## Your goal:
Set the data down once more, in full and exactly.

## Items from a dataset:

^^^^

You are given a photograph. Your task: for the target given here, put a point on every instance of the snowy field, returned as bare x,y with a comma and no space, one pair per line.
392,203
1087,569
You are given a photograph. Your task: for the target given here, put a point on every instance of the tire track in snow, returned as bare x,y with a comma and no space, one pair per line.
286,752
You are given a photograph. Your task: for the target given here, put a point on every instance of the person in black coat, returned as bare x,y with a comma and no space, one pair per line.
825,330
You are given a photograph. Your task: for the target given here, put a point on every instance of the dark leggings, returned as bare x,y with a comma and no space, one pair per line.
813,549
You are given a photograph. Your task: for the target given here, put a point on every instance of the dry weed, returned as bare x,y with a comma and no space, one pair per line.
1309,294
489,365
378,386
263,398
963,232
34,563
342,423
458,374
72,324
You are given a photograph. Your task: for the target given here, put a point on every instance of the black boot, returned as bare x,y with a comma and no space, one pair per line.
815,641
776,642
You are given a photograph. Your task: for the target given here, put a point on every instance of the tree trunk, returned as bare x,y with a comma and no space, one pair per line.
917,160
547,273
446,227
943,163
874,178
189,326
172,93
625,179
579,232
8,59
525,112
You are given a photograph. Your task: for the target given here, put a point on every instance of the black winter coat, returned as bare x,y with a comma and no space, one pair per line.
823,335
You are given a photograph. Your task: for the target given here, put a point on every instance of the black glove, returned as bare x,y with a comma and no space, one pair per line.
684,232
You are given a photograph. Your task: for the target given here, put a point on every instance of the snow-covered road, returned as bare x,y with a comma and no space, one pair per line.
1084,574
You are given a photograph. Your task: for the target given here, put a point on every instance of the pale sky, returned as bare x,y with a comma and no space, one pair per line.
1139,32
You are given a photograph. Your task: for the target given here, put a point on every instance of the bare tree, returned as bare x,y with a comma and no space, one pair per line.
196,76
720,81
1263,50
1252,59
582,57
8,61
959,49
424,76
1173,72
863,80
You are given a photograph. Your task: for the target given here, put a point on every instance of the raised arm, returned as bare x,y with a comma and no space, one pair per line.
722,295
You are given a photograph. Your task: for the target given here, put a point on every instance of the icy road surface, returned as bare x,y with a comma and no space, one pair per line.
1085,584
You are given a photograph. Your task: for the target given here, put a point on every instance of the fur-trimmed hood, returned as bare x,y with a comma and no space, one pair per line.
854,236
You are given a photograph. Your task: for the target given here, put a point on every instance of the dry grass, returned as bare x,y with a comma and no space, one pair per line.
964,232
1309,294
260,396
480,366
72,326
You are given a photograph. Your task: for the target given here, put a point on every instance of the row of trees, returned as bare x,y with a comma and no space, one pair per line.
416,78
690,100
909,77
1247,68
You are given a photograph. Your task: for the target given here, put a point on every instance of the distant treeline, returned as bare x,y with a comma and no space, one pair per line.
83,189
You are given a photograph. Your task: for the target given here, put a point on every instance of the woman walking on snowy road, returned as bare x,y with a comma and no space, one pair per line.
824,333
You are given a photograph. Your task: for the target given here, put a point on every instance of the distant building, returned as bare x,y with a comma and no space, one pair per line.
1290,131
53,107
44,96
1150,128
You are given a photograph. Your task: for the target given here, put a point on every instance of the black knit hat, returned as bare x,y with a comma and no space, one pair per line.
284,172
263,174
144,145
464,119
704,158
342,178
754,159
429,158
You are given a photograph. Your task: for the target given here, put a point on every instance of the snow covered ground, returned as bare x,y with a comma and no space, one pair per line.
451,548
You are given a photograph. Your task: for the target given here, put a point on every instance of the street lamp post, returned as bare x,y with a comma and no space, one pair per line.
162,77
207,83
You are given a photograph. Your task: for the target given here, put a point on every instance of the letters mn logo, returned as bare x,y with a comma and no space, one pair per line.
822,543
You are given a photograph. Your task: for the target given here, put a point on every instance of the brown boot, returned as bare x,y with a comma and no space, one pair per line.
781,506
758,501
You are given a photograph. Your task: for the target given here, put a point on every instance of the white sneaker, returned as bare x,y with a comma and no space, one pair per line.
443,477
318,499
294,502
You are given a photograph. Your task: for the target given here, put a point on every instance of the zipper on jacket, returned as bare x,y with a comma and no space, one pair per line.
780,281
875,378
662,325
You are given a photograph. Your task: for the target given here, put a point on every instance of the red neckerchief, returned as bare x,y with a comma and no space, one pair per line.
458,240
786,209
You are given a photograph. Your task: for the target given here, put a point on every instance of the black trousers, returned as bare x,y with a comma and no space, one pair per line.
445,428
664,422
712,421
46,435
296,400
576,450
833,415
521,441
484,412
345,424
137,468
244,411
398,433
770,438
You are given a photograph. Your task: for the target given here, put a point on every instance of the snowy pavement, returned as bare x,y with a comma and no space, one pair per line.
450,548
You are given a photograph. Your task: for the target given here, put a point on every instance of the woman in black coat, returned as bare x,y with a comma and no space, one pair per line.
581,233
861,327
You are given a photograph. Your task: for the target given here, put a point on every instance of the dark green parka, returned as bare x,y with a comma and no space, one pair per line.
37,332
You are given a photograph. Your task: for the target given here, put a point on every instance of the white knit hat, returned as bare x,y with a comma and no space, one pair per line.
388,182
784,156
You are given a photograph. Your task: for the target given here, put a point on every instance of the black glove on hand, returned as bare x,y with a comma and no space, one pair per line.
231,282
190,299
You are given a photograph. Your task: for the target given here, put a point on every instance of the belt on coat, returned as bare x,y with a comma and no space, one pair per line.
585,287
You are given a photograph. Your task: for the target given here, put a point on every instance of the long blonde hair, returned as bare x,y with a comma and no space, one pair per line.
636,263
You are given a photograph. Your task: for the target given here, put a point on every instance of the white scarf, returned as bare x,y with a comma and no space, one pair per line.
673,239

^^^^

## Output for this exercise:
You are given a photograph. Your task: for the target given here, put a point on every instance of the snowy field, returned as bare x,y with a comma and no space, one pair per line.
392,203
1087,569
You are given a photograph. Your task: for the target given here, put a point on every instance of the tire track in snow, returned as bare x,y with a comma and no space, one pair per line.
286,752
You are given a photograph. Your task: for the target given here, put a point on every instance of the person in black coat, returned as bare x,y with a comma and no space, one pair per line.
825,330
You are given a photograph. Your task: for the target given here, put a point on every instance of the dark leggings, returned as bare x,y with a comma and no space, one pair per line.
813,549
You are given a photograph. Your task: for the target given here, put a point on every instance of the dry weed, returned as bare x,y with a comma and no space, one pair per line.
1309,294
489,365
378,386
263,398
963,232
34,563
342,423
458,374
72,324
You are given a photograph. Your task: for the target given here, put a point on every instance of the black boot, returned as bare x,y with a comma and no space, one pair per line.
815,641
776,642
You are given a photograph. Your task: for the target given here, put a point on every instance of the tree trunk, returned as bare x,y with a comma and no space, one pair per line.
917,160
547,273
446,227
943,163
874,178
189,326
172,93
625,179
579,232
8,59
525,112
You are given a photograph. Your task: for the target given here, put a point on every instance of the black winter coat, returned as bare x,y with a comma and no space, one pair per line.
823,335
You are given a photograph. Your task: for the target given here, put a point on every instance of the black glove, returned as bare x,y with a comma and no space, one pair per line.
684,232
You are given a photograph. Your task: for the target given here, put a point on every instance of the snow-covered road, returned as bare x,y with a comma and no space, one pair per line.
1084,574
You are given a photograph. Your task: for the target given here, put a point on every instance of the pale sky, returned as bare x,y with a comma and no space, one pair per line.
1139,32
You are given a photograph. Your task: for the target given here, put a point on every instance of the bare tree, returned as bare x,y with a comma and no space, one pair per line.
196,76
720,81
1263,50
1252,59
582,57
8,61
959,49
424,76
1173,72
863,80
You are given a photograph. Your task: for the target given here, put a point on every instance of the raised arm, returned as bare x,y with a comma and no space, one pair per line.
722,295
You are given a photograph. Your task: for the target given here, put a point on every instance of the icy road surface, returned as bare x,y with a comma and no space, one pair per line.
1085,584
You are given a photograph. Your task: for the target given here, put a point on every instance of the fur-trimmed hood, returned as bare x,y with a comma and no space, one pair per line.
854,236
You are given a photograph. Your task: for the target given here, put a point on every instance of the dry grass, returned as bare x,y with a comma and no space, one pair per line.
964,232
1309,294
260,396
480,366
72,326
You are given a photograph. Your task: for the target given here, put a point on every instance of the row of trees, returned as bare x,y with a comma and no space, one pair per line.
416,78
690,100
909,77
1247,68
You are given a photograph. Your task: for the target given here, put a point on every instance of the distant treeline, returned as bare x,y with a comma and no space, one pair per line.
83,189
You are given a photograph. Your task: for the target given here, put a point on every instance of the woman walking on snowy road, returned as bare x,y with a comma and no space, one pair per line.
824,333
You are given a photograph. Your task: for the target given here, put a point on every instance of the distant building, returned as bare x,y with a comma and no space, one pair per line.
1290,131
53,107
44,96
1150,128
You are given a photograph. Your task: for the target given here, put a point on every instance of the black knit hat, returned as bare x,y with a comma and no space, one pair per line.
284,172
263,174
144,145
464,119
704,158
342,178
754,159
429,158
You are given a photograph. Your task: for the target given here, put a point on every instance of the snow covered ground, returned as bare x,y with a comma and no space, one pair per line.
451,548
You are given a photograph. Your task: for the target given here, put a point on every instance of the street lamp post, returned as bare x,y with a comma and no space, one pair per line.
162,77
207,83
You are given a photograph. Your task: for the target given here, put a point on every instance of the letters mn logo, returned as bare x,y with a comma and no space, one pair per line.
822,543
You are given a photograph. Your task: for the target given here, put a point on every instance of the brown boot, returned as bare x,y with a comma and no space, one pair per line.
781,506
758,501
You are given a photograph. Your task: for the target given here, put a point on every instance of the white sneaker, returned as bare x,y with a comma and no space, one pair per line.
443,477
318,499
294,502
You are given a photograph. Your task: for the target given here, put a point on every instance of the zipper on jacket, returned as bare x,y with a comma and no space, one pair per line.
780,281
875,378
662,325
You are given a photograph. Your task: for the target given here, put a point on every instance of the red neckerchief, returned as bare x,y with a comma and no space, one pair per line.
458,240
786,209
You are given a photograph. Your task: for the target given here, put a point on every instance of the black trousers, returned as bare x,y with a comma and no space, one pair per line.
445,428
664,422
712,421
46,435
296,400
576,450
833,415
521,441
484,412
345,424
137,468
244,411
398,433
770,438
You are given a photograph. Your task: for the target given here, put a point on every instance of the snowy pavement, returned as bare x,y with a comma and no space, one pair per line.
450,548
You are given a photograph. Your task: for the target given here, put a point on every instance of the woman in black coat, returned as bare x,y with a comma and no space, one pair per line.
581,233
861,327
You are given a photograph. Your task: for the target given here, put a point on every instance of the dark green parka, returned as bare x,y with a comma and no space, one pair per line.
37,332
You are given a photograph. Your task: for the target given here, put a point on every instance of the white knit hat, returned as bare x,y with a comma and no space, one pair per line.
388,182
784,156
You are given a photograph. Your task: for the target given here, put a point on every instance of the black glove on hand, returned as bare x,y with a comma and no space, one pair per line.
231,282
190,299
You are given a photograph. Your task: for the target given here, put a point on every instance of the belt on coat, returned as bare x,y with a comma and no space, one pair per line.
585,287
You are given a photograph. Your task: for the target given here, put a point on every instance of the long blonde hair, returned as bare x,y with a comma and no space, one pair per line.
636,263
You are given a photograph. Your task: for the target given here, put a point on every instance of the white scarf, returned as bare x,y with a comma and no space, one pair per line.
673,239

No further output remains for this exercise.